* **Texto de estudio**:
........

La vida de todas las personas en el planeta se ha modificado notablemente. El tránsito seguro hacia la “normalidad” antes conocida requiere cambiar hábitos, costumbres, maneras de interactuar con los otros…

La mayoría de las transformaciones recomendadas, en cuanto a cómo protegernos y proteger a los demás para minimizar los contagios por el SARS-COV-2, han sido informadas por múltiples medios, pero hay circunstancias puntuales que precisan de decisiones inteligentes –cuando menos, lógicas– que deben ser tomadas con sabiduría y rapidez, por el bien común.

Son como pequeños dilemas que la COVID-19 nos exige resolver con premura, como un concurso de participación con matices macabros al cual somete a los contendientes: quienes aprueban salen ilesos, mientras los perdedores corren el riesgo de pagar un alto precio.

A una de esas disyuntivas tuve que enfrentarme en estos días lluviosos, cuando he estado obligado a hacer uso del transporte público y he visto –entre el pavor y el asombro– que la inmensa mayoría de las ventanillas de las guaguas han estado cerradas.

¿Acaso tantas personas estuvieron ajenas todo este tiempo a la triste verdad de que las posibilidades de contagiarse con el nuevo coronavirus son exponencialmente mayores cuando nos hallamos en lugares cerrados? ¿Será que conocen ese peligro, pero prefieren arriesgarse antes que soportar la entrada de la incómoda lluvia por la ventana?

........

* **Los datos**:
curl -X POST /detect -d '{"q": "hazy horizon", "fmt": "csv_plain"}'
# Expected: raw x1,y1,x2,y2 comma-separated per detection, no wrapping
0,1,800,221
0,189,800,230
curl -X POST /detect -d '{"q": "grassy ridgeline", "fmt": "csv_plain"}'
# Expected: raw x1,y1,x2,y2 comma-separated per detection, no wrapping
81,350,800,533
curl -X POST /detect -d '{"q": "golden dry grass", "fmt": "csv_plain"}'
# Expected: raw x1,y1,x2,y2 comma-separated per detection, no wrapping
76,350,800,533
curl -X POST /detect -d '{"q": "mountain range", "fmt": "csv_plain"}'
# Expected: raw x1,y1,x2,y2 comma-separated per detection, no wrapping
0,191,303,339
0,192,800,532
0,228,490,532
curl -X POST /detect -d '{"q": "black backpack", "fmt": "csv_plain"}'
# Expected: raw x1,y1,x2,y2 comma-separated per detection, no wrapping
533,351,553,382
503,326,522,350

........

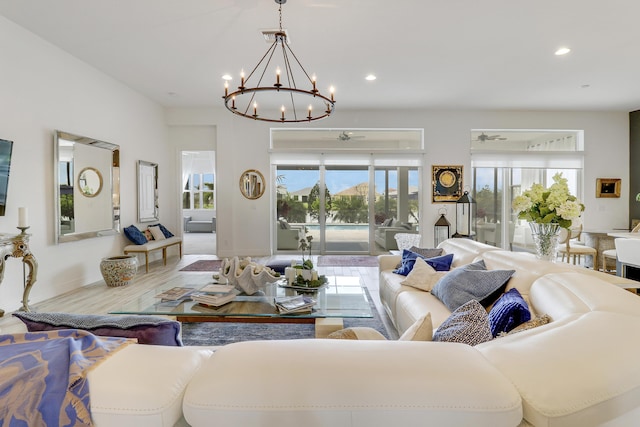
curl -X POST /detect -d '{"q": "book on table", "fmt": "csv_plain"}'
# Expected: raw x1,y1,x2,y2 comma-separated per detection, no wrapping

........

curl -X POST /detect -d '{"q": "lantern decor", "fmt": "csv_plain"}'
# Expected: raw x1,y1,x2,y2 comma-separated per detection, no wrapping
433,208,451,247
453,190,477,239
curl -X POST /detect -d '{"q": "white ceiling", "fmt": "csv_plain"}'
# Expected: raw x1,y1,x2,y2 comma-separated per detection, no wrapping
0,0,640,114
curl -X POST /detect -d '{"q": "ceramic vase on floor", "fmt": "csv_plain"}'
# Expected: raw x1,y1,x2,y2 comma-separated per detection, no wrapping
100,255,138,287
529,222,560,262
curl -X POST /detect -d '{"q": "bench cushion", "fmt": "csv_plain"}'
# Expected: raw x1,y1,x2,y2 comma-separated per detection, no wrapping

........

* **Tarea 1**: En el texto sobre la COVID-19 y el transporte público, ¿qué se observa en las guaguas durante los días lluviosos?
* **Tarea 2**: Prosigue el texto sobre la COVID-19 y las ventanillas cerradas en las guaguas a partir de su última oración.

* **Tu respuesta 1**: Que la inmensa mayoría de las ventanillas de las guaguas han estado cerradas.

* **Tu respuesta 2**:
Claro que no es ideal que tengamos que elegir entre mojarnos un poco o exponernos con mayor riesgo al virus, como tampoco lo es que andemos por ahí con un trozo de tela cubriéndonos la nariz y la boca, o que tengamos que contener las intenciones de saludar con un beso o con un apretón de manos… pero la nueva realidad impone todo esto y más.

Las estadísticas hablan por sí solas. No son pocos los epidemiólogos que han llamado la atención sobre la importancia de viajar en ómnibus con las ventanillas abiertas. No es nada nuevo. Sin circulación de aire la exposición a los llamados aerosoles es mucho más significativa, y en ese ambiente no solo puede desandar a sus anchas el letal virus de moda, sino que allí están creadas las condiciones para merodear innumerables microorganismos muy nocivos.

Esperemos que el aceptable frío del cercano invierno no sea otra razón para cerrar ventanas en las guaguas. Confiemos en que se imponga el sentido común y no se necesite una pegatina o el regaño de un supervisor ante cada paso que debamos, o no, dar. Sepamos de una vez que nunca antes un pequeño error o una simple decisión acertada han hecho tan visible la mínima diferencia entre la vida y la muerte.